▶ _ACTIVITY_: Retype every record exactly. Leave the pictures out.

▶ _DATASET EXTRACT_:
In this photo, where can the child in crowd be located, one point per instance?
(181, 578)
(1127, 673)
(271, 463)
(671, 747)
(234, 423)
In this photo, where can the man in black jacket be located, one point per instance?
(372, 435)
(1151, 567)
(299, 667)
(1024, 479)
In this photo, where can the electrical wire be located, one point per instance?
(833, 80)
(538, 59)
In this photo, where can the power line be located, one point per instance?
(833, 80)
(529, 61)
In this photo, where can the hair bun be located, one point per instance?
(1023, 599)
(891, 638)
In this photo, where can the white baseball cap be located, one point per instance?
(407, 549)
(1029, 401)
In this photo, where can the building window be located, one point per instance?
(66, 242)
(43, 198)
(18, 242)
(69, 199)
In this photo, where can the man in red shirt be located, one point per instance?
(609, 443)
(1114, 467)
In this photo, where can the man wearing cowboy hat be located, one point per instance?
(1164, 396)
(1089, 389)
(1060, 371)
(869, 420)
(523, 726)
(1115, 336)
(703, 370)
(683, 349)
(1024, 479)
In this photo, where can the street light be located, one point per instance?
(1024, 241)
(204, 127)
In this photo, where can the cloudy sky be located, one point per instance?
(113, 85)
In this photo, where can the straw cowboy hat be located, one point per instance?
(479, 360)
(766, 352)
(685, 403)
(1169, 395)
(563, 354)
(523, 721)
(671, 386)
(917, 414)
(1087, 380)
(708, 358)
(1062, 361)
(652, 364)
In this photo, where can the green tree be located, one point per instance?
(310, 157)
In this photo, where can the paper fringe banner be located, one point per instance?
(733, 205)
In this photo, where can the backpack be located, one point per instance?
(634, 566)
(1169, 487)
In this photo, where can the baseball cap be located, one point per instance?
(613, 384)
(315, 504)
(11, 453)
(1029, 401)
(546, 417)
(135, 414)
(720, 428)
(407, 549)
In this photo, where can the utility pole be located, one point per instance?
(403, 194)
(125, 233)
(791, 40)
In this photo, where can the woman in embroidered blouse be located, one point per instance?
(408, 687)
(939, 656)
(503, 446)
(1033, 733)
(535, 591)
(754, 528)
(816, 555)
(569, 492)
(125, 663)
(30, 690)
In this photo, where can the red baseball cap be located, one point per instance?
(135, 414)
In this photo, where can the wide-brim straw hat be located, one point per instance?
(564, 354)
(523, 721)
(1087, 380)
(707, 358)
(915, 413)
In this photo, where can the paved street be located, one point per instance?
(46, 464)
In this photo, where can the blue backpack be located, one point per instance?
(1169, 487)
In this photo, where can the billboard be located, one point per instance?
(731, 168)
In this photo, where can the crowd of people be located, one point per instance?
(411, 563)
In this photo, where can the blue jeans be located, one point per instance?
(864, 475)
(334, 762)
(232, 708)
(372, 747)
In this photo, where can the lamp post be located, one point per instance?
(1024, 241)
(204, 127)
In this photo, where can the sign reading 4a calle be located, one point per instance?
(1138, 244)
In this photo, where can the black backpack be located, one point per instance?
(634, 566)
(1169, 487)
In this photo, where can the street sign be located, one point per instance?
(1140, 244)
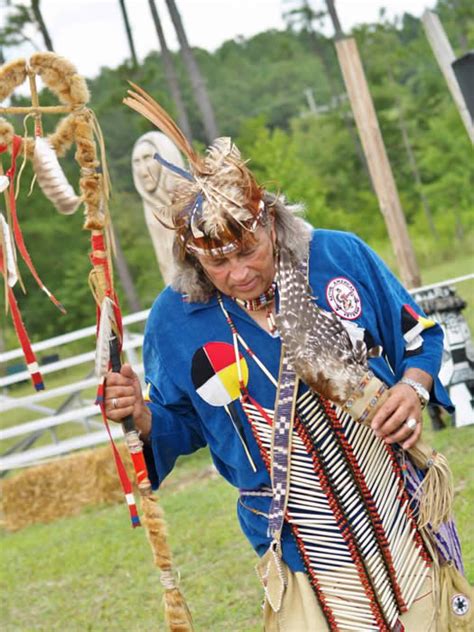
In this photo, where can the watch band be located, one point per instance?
(419, 389)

▶ _RESULT FOR THIS TASK_:
In this photo, where can the child in crowd be located, one point per instance?
(181, 578)
(1127, 673)
(271, 463)
(671, 747)
(234, 423)
In this photo, where can the man in black jacket be located, one point per instance?
(372, 435)
(1151, 567)
(299, 667)
(1024, 479)
In this photo, where can the electrical wire be located, one point per instance?
(833, 80)
(538, 59)
In this photo, where can the power line be located, one point per instance?
(833, 80)
(529, 61)
In this photo, where can the hair bun be located, one point per instance?
(1023, 599)
(891, 638)
In this photo, where can the white baseball cap be located, one point per instance?
(407, 549)
(1029, 401)
In this photo, where can the building window be located, one point per instance?
(66, 242)
(43, 198)
(18, 242)
(69, 199)
In this photo, where can the man in red shirt be located, one point per instance?
(609, 443)
(1114, 467)
In this photo, where can the man wearing cowboy hat be located, one point per instance?
(1164, 396)
(1089, 389)
(1060, 371)
(869, 420)
(523, 726)
(1115, 336)
(703, 370)
(683, 349)
(1024, 479)
In this photo, where can the street light be located, one point per instance?
(1024, 241)
(204, 127)
In this photo, where can the cloudy sky be located, one point per instance?
(113, 85)
In this photo, where can the straw cowboy hat be located, one point per instance?
(479, 360)
(766, 352)
(685, 403)
(1169, 395)
(563, 354)
(523, 721)
(671, 386)
(917, 414)
(1087, 380)
(708, 358)
(1062, 361)
(652, 364)
In this photo, where can the green tree be located, one point per instance?
(310, 157)
In this photo, where can the paper fringe banner be located, one point per instance?
(733, 205)
In this photo, where can the backpack be located, one point per instance?
(634, 566)
(1169, 487)
In this photo, where can the baseball cap be located, one point per instance?
(613, 384)
(315, 504)
(11, 453)
(1029, 401)
(546, 417)
(135, 414)
(720, 428)
(407, 549)
In this photo, where can the utility pole be located, one point per instance?
(403, 194)
(125, 233)
(791, 40)
In this photo, where can the woman in embroidered blouse be located, one point per instance?
(408, 687)
(939, 656)
(503, 446)
(1033, 733)
(535, 591)
(754, 528)
(816, 555)
(569, 492)
(125, 663)
(30, 690)
In this photo, where can the red baseball cap be located, one point per instance?
(135, 414)
In this photo, where can the wide-brim straw hat be located, one point per instance?
(564, 354)
(523, 721)
(1087, 380)
(707, 358)
(915, 413)
In this photo, where can the paved street be located, one point per instance?
(46, 464)
In this photo, where can the blue backpack be located, one point per instance?
(1169, 487)
In this photo, where can the billboard be located, one point per instance?
(731, 168)
In this photo, where can the crowd of people be located, one point per instance?
(411, 563)
In this photo, where can the blue jeans be located, one point per instance?
(864, 475)
(334, 762)
(232, 708)
(372, 747)
In this photo, where can the lamp post be located, one point per instance?
(1024, 241)
(204, 127)
In this photo, where can the sign reading 4a calle be located, one point per instance?
(1138, 244)
In this photo, where can the black backpack be located, one point per instance?
(634, 566)
(1169, 487)
In this photo, where can the street sign be located, one point per instance?
(1140, 244)
In this photo, where can the watch band be located, one point per instance?
(419, 389)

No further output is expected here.